Other seed companies have followed Monsanto's lead by including
restrictive clauses in their licensing agreements, but their products
only penetrate smaller segments of the U.S. seed market. Monsanto's
Roundup Ready gene, on the other hand, is in such a wide array
of crops that its licensing agreements can have a massive effect
on the rules of the marketplace.
Monsanto was only a niche player in the seed business just 12
years ago. It rose to the top thanks to innovation by its scientists
and aggressive use of patent law by its attorneys.
First came the science, when Monsanto in 1996 introduced the
world's first commercial strain of genetically engineered soybeans.
The Roundup Ready plants were resistant to the herbicide, allowing
farmers to spray Roundup whenever they wanted rather than wait
until the soybeans had grown enough to withstand the chemical.
The company soon released other genetically altered crops, such
as corn plants that produced a natural pesticide to ward off bugs.
While Monsanto had blockbuster products, it didn't yet have a
big foothold in a seed industry made up of hundreds of companies
that supplied farmers.
That's where the legal innovations came in, as Monsanto became
among the first to widely patent its genes and gain the right
to strictly control how they were used. That control let it spread
its technology through licensing agreements, while shaping the
marketplace around them.
Back in the 1970s, public universities developed new traits for
corn and soybean seeds that made them grow hardy and resist pests.

--

• **APPLY WHAT YOU READ**
1/ List every distinct proper name that appears in the passage on Monsanto's seed business, including brand names.
2/ Please carry on the passage on Monsanto's seed business, beginning right after its last sentence.
The data after this passage on Monsanto's seed business is not needed for the tasks here.

--

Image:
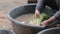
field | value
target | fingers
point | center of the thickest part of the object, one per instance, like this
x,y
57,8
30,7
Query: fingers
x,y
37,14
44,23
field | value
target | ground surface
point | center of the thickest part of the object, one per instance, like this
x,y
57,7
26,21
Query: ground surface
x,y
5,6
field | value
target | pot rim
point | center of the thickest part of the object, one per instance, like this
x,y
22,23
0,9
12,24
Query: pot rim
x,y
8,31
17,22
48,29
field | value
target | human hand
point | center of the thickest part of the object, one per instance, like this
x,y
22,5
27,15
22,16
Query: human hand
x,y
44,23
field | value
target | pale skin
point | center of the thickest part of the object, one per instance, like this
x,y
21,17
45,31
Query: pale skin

--

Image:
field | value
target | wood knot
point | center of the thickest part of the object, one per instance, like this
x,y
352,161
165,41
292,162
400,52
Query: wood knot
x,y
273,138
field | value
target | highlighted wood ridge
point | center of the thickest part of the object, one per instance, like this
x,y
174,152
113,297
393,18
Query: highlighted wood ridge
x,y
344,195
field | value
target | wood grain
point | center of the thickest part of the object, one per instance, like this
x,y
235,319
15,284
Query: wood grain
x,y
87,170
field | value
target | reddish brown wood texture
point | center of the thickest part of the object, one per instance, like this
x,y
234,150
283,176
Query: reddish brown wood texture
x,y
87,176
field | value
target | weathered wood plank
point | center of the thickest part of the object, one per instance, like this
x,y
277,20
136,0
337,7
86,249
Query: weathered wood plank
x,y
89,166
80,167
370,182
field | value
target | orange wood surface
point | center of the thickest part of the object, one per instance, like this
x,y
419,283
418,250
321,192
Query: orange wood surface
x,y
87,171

--

• **ANSWERS FOR THIS EXERCISE**
1/ Monsanto, U.S., Roundup Ready, Roundup

2/
Small seed companies got the traits cheaply and could blend them
to breed superior crops without restriction. But the agreements
give Monsanto control over mixing multiple biotech traits into
crops.
The restrictions even apply to taxpayer-funded researchers.
Roger Boerma, a research professor at the University of Georgia,
is developing specialized strains of soybeans that grow well in
southeastern states, but his current research is tangled up in
such restrictions from Monsanto and its competitors.
"It's made one level of our life incredibly challenging
and difficult," Boerma said.
The rules also can restrict research. Boerma halted research
on a line of new soybean plants that contain a trait from a Monsanto
competitor when he learned that the trait was ineffective unless
it could be mixed with Monsanto's Roundup Ready gene.
Boerma said he hasn't considered asking Monsanto's permission
to mix its traits with the competitor's trait.
"I think the co-mingling of their trait technology with
another company's trait technology would likely be a serious problem
for them," he said.
Quarles pointed out that Monsanto has signed agreements with
several companies allowing them to stack their traits with Monsanto's.
After Syngenta settled its lawsuit, for example, the companies
struck a broad cross-licensing accord.
At the same time, Monsanto's patent rights give it the authority
to say how independent companies use its traits, Quarles said.
"Please also keep in mind that, as the (intellectual property
developer), it is our right to determine who will obtain rights
to our technology and for what purpose," he said.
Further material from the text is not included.